▶ _Exercise goal_: Each entry should be printed exactly, with its images omitted.

━━━━━━━━

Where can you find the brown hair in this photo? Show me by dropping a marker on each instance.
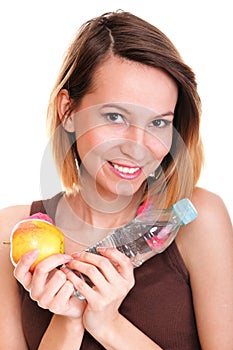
(130, 37)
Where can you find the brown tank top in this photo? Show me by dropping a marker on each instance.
(160, 304)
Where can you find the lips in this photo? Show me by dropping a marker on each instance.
(125, 172)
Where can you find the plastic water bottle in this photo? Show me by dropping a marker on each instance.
(150, 233)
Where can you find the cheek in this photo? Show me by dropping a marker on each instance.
(160, 147)
(91, 143)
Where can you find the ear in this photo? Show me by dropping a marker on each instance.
(63, 106)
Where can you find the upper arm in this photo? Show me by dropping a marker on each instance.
(11, 335)
(207, 248)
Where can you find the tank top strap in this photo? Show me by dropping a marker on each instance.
(46, 206)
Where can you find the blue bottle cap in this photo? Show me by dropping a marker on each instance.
(185, 211)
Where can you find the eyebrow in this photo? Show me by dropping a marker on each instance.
(116, 105)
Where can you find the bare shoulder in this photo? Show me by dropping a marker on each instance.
(211, 231)
(9, 216)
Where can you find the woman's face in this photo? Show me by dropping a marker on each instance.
(124, 126)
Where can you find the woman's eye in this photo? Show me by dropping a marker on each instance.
(113, 117)
(160, 123)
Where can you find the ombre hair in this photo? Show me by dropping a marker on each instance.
(125, 35)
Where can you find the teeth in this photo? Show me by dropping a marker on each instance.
(125, 170)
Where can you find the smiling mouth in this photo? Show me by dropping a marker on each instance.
(125, 171)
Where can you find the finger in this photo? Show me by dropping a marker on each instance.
(96, 267)
(82, 287)
(119, 260)
(43, 272)
(21, 271)
(45, 293)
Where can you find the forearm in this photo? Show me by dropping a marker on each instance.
(123, 335)
(62, 333)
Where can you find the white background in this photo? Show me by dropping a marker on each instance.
(34, 36)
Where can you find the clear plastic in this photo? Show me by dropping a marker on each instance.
(150, 233)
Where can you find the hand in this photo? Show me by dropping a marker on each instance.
(48, 285)
(112, 276)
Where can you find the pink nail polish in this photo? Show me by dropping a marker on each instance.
(67, 257)
(76, 255)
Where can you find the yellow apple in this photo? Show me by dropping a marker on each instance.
(38, 234)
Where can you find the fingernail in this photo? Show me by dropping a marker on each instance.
(33, 253)
(67, 257)
(76, 254)
(102, 249)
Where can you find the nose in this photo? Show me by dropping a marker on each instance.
(133, 145)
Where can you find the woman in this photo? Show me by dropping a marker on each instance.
(124, 119)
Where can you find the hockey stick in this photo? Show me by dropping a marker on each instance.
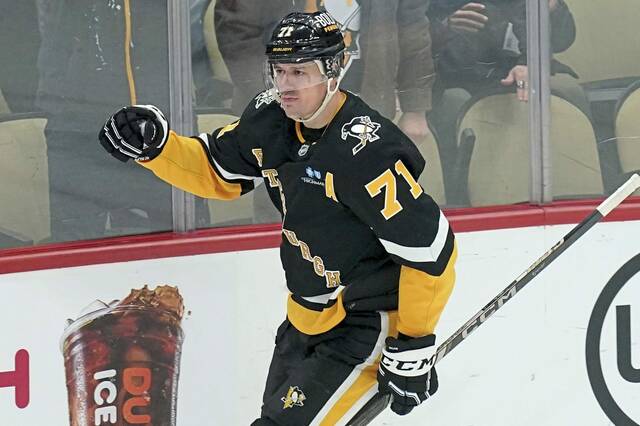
(380, 401)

━━━━━━━━

▶ _Task answer_:
Where can you find the brown hair in this photo? Show me by dropping a marker on each instance.
(130, 37)
Where can you find the brown tank top in this photo? Show me by dropping a marker on each instance.
(160, 304)
Where can you find the lips in this photo? Show me by dropping a marker on each instance.
(125, 172)
Where can you find the plastic water bottle in this photo? Show me by dropping a marker on each instance.
(150, 233)
Where can you find the cheek in this photo? Show me by dropping a marker on each instance.
(160, 147)
(91, 143)
Where can you find the ear in this photo? Show me by dropping a marker on each instance.
(63, 106)
Where can you find the upper arm in this photo? Show me by dropping a marker on each instance.
(11, 335)
(207, 248)
Where can you find the tank top strap in this photo? Show me by dropping a marker on each instance.
(46, 206)
Where can you find the blue bottle cap in this photo? Show me by dropping a marker on each instance.
(185, 211)
Where can you find the eyebrow in this photo? Show me by dropping a marker on each instance.
(116, 105)
Where can you find the bare shoulder in this photo? Show me by dropping a marker on each instance.
(211, 231)
(9, 216)
Where can you find the woman's face in this photo? Show me by dropping a marker on each instance.
(124, 126)
Where can you find the woman's eye in this photo? Show me by dropping a marker on each instance.
(113, 117)
(160, 123)
Where can you find the ombre hair in this photo? Show me by dropping a marker on each instance.
(125, 35)
Where can you find the teeth in this photo? Show me by dropping a marker on each instance.
(125, 170)
Where can you find the smiling mouth in this photo? Show me by dropping a marker on each instance.
(125, 171)
Where can you find the finger in this photo? Show me by dropping a marker on each instance.
(96, 267)
(82, 287)
(119, 260)
(43, 272)
(21, 271)
(45, 293)
Where can you find the forearm in this photo? Show me by dropping a marker on each instance.
(123, 335)
(62, 333)
Where can you find the white background in this photo? Show me by dropping a marker on each instance.
(34, 36)
Where can you find the clear plastic in this photo? Show me by dropping a marker on each instance.
(150, 233)
Where can you find the hand in this photo? Show me by dropping a marker on each instance.
(48, 285)
(112, 276)
Where can you find the pink nail polish in this photo? Show me by dropping a marker on each instance.
(67, 257)
(76, 255)
Where can you find the yellow apple in this photo? Show me by dropping a marker on each instance.
(38, 234)
Where can you find the fingernail in this photo? Show me by dropping a marker on each instance.
(33, 253)
(67, 257)
(76, 254)
(102, 249)
Where can you find the nose in this photo? Show me by dropping a marker on each instance.
(133, 145)
Where can you find the woman in this photo? Show me by dropping a marker on each instance.
(124, 119)
Where can you find the hockey stick in this photo? Show me by dropping a marker on each instance.
(380, 401)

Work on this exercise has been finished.